There are some 700,000 tons of waste awaiting treatment and disposal by the DOE at former federal uranium plants at Paducah, Ky., Portsmouth, Ohio, and elsewhere.

People who live near the existing uranium-enrichment plants have been clamoring for the federal government to move the waste, Callaway said. It will likely take many, many years to deal with the backlog before the DOE would be in any position to take new waste from private industry, Callaway said.

"That seems to be their whole premise, 'Don't worry. The Department of Energy will take control of this waste,'" Callaway said of LES. "Obviously, the DOE is obligated to take control of hundreds of thousands of tons of waste from commercial facilities. But that waste still sits on-site, because the DOE's facilities aren't up and running or aren't past the planning stage."

Callaway said LES officials insisted for several months to community leaders in Tennessee that there would be no emissions of radioactivity to the air and water around the proposed plant. He said LES later admitted that would not be the case.

◆ Complete the following:
A: In the passage on uranium waste, how much waste awaits treatment and disposal by the DOE at former federal uranium plants?
B: List every place name that appears in the passage on uranium waste.
C: Rewrite the paragraph of the passage on uranium waste that begins "People who live near the existing uranium-enrichment plants" in a shorter form, keeping its main facts.
The records that follow come from a separate source.

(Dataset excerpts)
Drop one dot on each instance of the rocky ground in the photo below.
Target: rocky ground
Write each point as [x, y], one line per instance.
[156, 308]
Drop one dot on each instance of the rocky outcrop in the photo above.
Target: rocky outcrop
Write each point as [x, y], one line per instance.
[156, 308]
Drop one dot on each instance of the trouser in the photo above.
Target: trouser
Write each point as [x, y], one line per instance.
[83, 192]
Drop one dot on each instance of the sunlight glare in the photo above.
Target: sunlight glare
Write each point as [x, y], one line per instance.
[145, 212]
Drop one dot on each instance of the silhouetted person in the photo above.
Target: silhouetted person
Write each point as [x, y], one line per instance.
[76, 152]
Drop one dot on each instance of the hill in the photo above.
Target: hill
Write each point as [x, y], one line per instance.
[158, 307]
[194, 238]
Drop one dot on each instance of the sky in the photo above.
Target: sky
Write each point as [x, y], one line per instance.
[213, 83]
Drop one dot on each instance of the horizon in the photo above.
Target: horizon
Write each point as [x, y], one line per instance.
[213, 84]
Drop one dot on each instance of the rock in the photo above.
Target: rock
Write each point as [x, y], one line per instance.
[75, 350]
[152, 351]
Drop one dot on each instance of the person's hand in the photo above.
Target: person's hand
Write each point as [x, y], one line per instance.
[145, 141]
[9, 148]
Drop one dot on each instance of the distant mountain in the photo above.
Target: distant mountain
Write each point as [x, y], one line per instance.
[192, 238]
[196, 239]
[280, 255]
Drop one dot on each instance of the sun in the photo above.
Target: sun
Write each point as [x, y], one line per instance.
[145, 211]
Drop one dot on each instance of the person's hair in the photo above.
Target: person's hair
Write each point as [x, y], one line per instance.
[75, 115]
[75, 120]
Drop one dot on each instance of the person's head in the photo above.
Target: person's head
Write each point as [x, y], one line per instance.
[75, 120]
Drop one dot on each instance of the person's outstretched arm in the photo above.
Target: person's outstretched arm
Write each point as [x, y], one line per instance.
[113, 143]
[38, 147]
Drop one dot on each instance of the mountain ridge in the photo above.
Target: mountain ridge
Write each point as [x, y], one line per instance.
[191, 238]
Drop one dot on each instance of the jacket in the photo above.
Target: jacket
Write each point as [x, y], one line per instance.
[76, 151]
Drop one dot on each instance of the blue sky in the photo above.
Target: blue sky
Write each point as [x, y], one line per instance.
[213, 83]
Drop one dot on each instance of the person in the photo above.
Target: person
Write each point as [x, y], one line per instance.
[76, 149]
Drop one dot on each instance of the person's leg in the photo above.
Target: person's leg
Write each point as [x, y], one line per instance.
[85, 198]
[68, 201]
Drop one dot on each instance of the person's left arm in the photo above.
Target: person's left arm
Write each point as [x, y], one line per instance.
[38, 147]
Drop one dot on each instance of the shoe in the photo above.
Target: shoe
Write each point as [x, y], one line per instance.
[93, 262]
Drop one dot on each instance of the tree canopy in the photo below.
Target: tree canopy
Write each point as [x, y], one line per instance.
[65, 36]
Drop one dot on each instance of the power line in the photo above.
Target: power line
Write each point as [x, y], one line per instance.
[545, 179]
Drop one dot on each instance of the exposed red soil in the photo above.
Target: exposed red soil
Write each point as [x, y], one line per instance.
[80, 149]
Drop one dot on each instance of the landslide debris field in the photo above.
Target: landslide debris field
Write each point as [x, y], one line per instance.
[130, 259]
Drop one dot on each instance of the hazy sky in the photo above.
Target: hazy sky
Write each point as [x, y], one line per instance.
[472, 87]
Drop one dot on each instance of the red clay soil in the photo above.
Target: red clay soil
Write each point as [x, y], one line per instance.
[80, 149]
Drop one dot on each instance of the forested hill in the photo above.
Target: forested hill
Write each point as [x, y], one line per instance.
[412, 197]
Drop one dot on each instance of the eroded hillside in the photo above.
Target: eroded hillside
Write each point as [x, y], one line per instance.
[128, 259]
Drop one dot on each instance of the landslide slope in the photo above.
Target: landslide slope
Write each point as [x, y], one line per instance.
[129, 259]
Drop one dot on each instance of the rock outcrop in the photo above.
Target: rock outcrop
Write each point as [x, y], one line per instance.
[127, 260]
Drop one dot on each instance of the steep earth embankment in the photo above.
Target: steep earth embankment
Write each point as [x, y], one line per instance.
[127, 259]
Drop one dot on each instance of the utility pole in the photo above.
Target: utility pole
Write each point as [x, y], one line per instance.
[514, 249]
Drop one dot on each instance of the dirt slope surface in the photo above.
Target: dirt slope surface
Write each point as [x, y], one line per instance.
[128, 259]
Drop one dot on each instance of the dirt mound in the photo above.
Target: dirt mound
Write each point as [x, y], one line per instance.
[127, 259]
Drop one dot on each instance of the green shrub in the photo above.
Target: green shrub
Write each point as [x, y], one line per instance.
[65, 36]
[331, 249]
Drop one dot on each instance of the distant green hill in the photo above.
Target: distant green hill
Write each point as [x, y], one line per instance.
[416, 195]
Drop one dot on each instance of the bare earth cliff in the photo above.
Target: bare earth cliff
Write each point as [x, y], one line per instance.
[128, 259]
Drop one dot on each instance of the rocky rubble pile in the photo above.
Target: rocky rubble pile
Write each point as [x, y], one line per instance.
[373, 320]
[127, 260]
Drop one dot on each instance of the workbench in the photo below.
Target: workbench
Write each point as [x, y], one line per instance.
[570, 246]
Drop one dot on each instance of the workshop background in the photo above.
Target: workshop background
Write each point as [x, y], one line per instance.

◆ List of answers:
A: Some 700,000 tons.

B: Paducah, Ky.; Portsmouth, Ohio; Tennessee

C: According to Callaway, residents near the existing uranium-enrichment plants want the federal government to move the waste, and clearing that backlog will likely take many years before the DOE could accept new waste from private industry.